* [SET OF TASKS]
(1) Decide whether each statement below agrees with the article on the low hum. Answer yes or no for each, quoting the words of the article that decide it.
(a) Mullins studied the same kind of hum in Taos, N.M., in 1994.
(b) The special low-frequency microphone recorded a tone in the frequency range people described hearing.
(c) After the Oct. 22 story, twelve more people in Snohomish County reported hearing the sounds.
(2) Carry on the article about the low hum in Snohomish County, picking up after its final paragraph.

* [TEXT SECTION]

Skeptics discount low hum theories

This low hum is hardly ho-hum.

People in the Stanwood and Camano Island area told The Herald in an Oct. 22 story about a bizarre low hum they were hearing that won’t go away.

Since then, the story has resonated throughout Snohomish County. Others say they, too, are losing sleep. They wonder if they’re losing their minds.

What in tarnation is it? The low hum sounds like a diesel engine idling, except it’s everywhere.

Some think it’s a secret submarine transmission. Others wonder if they’re hearing the male toadfish’s love call.

Maybe, more practical killjoys say, it’s just a train idling or a buried power line.

Joe Mullins, a retired electrical and mechanical engineering professor who researched the same kind of hum in 1994 in Taos, N.M., said he can rule out those theories.

The noise, his research indicated, is probably all in people’s heads.

“We did have a special low-frequency microphone that was anywhere from 100,000 to 1 million times the sensitivity of the human ear,” Mullins said by phone Friday. “We never got any tone or sound that was in the right frequency range that these people were hearing. The actual sound is not there.”

That led Mullins and his colleagues to theorize that a small percentage of the population suffers from an unknown neurological disorder.

“That was one of our hypotheses, but it’s one of those things that doesn’t kill people, so it’s hard to get funding for” additional research, he said.

Out of money, he never got the chance to follow up.

Mullins does not doubt that the sounds seem very real.

“It is really a distressing sound, ominous, and they can’t get away from it,” he said.

In the Oct. 22 story, Kathy Ostrander of Stanwood described the sound that keeps her awake many nights. “It’s like my central nervous system is resonating with something,” she said.

Pat Timko of Camano Island described it as “omnipresent,” with no obvious location, similar to a diesel engine idling.

Theresa Metzger said she heard it off and on for several years.

Mullins said people in Taos had similar descriptions.

Since the Oct. 22 story, nine other people in Snohomish County, from Arlington to Edmonds, reported having heard the sounds, too.

“Now I know I’m not going nuts,” said Arthur Taft of south Everett. “I only wished that when I first started hearing it I had documented it.”

* [DATASET EXCERPTS]
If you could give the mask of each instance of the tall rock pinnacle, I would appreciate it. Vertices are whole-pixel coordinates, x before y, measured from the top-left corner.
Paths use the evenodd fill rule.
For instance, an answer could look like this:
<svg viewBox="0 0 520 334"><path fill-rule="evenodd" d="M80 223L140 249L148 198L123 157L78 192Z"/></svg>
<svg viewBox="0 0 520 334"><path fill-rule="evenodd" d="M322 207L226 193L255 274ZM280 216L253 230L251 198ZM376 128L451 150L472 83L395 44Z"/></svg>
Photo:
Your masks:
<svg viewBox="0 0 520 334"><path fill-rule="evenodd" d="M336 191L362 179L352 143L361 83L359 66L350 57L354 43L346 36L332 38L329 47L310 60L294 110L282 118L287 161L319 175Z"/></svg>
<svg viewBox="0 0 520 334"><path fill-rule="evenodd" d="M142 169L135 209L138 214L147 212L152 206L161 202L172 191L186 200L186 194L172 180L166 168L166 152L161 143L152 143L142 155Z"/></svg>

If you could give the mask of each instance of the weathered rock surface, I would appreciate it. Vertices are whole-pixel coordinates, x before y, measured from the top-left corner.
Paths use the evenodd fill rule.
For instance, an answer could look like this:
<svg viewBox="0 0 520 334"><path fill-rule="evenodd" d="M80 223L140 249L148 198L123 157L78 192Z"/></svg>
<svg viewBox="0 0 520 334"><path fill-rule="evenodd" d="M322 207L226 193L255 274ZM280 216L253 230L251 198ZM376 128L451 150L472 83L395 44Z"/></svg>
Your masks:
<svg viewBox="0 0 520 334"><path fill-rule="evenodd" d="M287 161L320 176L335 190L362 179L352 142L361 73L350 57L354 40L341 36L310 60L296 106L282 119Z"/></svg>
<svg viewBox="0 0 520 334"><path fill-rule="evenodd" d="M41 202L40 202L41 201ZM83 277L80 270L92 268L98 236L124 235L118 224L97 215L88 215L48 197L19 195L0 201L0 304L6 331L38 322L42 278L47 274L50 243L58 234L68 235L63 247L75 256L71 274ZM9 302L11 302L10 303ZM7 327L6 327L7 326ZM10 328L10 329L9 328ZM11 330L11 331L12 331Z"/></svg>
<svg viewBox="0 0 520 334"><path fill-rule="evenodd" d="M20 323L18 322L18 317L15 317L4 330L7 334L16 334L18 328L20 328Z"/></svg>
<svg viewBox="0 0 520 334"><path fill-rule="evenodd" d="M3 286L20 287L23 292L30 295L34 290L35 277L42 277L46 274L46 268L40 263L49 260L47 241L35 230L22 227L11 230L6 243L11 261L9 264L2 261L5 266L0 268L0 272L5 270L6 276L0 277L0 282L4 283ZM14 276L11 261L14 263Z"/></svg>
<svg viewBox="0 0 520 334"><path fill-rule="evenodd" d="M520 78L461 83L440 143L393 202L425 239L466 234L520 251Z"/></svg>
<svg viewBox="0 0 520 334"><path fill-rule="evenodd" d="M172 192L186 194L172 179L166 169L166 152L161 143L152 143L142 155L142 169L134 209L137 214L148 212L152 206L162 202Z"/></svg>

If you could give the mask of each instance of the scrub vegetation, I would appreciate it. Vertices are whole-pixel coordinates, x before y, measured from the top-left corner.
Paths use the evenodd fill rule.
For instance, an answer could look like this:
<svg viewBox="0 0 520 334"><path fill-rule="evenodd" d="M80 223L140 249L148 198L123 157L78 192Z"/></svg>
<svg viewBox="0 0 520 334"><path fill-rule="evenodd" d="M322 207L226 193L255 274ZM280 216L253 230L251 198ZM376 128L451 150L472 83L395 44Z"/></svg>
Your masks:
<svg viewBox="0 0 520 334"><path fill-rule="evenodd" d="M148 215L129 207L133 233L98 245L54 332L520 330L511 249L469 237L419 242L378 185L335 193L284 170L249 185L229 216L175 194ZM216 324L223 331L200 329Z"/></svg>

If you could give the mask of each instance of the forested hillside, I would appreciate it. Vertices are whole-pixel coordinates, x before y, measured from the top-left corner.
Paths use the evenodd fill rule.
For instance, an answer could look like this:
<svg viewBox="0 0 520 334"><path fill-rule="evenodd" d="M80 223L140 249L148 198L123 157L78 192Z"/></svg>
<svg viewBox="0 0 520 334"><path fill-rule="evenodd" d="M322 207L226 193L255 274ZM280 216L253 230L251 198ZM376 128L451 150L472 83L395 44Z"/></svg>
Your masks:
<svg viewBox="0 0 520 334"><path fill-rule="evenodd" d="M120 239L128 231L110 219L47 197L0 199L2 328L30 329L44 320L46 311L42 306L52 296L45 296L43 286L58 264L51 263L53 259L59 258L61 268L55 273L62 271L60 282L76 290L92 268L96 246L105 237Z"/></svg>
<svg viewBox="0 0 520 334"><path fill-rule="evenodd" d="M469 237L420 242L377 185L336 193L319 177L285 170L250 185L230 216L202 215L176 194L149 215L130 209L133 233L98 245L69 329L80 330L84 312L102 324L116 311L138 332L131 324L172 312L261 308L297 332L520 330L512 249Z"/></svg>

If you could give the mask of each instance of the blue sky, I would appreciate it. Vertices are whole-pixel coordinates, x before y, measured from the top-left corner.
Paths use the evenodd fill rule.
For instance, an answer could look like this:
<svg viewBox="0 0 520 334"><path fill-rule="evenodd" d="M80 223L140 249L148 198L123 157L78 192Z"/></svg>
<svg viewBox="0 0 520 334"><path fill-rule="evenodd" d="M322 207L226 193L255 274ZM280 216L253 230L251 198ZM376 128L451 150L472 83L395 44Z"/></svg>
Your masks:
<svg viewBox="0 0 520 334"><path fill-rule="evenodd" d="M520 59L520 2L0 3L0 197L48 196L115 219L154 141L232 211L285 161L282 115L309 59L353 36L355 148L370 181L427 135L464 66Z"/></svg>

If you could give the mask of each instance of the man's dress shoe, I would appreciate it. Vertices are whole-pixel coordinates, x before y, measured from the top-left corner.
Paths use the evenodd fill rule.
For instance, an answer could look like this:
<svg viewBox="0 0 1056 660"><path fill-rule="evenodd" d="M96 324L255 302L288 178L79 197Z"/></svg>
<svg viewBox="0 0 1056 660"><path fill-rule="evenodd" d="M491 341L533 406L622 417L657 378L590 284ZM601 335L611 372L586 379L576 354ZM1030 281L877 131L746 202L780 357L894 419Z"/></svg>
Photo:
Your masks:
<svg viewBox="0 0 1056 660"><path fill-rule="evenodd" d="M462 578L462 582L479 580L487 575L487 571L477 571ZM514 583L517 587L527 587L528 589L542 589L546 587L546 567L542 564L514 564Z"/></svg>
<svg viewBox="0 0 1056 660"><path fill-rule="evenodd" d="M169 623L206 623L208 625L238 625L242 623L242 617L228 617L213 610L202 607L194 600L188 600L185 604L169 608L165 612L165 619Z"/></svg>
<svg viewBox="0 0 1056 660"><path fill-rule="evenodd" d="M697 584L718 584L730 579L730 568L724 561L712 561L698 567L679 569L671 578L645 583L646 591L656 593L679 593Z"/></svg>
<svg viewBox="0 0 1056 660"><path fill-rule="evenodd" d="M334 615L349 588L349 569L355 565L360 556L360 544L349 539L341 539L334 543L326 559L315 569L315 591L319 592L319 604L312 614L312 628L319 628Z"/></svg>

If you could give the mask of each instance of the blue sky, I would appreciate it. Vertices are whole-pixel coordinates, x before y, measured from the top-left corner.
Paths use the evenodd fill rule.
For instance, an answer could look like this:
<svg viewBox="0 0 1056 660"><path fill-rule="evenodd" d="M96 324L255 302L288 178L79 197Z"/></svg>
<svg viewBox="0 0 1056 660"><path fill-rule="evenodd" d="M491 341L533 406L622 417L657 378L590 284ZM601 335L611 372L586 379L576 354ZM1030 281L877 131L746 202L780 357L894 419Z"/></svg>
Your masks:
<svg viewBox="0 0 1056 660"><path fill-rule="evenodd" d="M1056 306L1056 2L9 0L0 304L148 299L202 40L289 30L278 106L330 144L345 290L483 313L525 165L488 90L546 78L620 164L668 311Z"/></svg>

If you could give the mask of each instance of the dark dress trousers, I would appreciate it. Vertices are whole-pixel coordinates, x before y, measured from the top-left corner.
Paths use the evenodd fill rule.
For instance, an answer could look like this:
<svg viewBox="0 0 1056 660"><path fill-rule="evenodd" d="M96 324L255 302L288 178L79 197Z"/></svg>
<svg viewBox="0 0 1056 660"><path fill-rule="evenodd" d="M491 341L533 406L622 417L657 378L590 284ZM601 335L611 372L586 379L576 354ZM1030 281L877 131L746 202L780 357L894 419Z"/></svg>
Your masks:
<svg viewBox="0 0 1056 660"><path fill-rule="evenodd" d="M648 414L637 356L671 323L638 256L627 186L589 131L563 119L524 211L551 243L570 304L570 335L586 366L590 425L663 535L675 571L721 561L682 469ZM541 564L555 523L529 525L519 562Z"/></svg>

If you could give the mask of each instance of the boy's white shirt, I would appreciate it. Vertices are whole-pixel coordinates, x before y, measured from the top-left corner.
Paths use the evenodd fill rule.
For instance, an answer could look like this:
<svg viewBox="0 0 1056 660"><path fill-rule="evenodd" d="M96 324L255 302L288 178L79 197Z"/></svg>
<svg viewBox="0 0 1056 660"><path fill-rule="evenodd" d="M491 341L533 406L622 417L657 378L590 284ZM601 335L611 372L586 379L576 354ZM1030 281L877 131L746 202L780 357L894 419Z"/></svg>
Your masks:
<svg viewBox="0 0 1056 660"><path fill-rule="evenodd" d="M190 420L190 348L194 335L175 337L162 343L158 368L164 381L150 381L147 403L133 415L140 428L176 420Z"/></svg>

* [RESPONSES BY ITEM NUMBER]
(1)
(a) Yes: "researched the same kind of hum in 1994 in Taos, N.M."
(b) No: "We never got any tone or sound that was in the right frequency range that these people were hearing."
(c) No: "nine other people in Snohomish County, from Arlington to Edmonds, reported having heard the sounds, too."

(2)
The Stanwood PUD office also got a lot of calls after the story was published, spokesman Scott Faries said.

“Most everybody thinks it’s the trains” idling at sidetracks in Lakewood and Stanwood, Faries said.

John Meitzen, a graduate student at the University of Washington studying neurobiology and behavior, sent The Herald an e-mail about research done in Washington on the toadfish’s bizarre mating call.

But Timko said the toadfish call, which she listened to on the Internet, did not sound like what she has been hearing. And the frequencies do not match; Mullins said Taos residents identified simulations of their noise at 76 hertz, while the toadfish’s call is 100 hertz.

People in Taos had similar hypotheses about trains, power lines, gravel operations and submarine communications.

“It sounds so very, very familiar to me,” Mullins said. “We chased a lot of those.”

Most were ruled out, he said.

The 1994 Taos story made the national news, and people from all over the world called Mullins to report hearing the noise, too.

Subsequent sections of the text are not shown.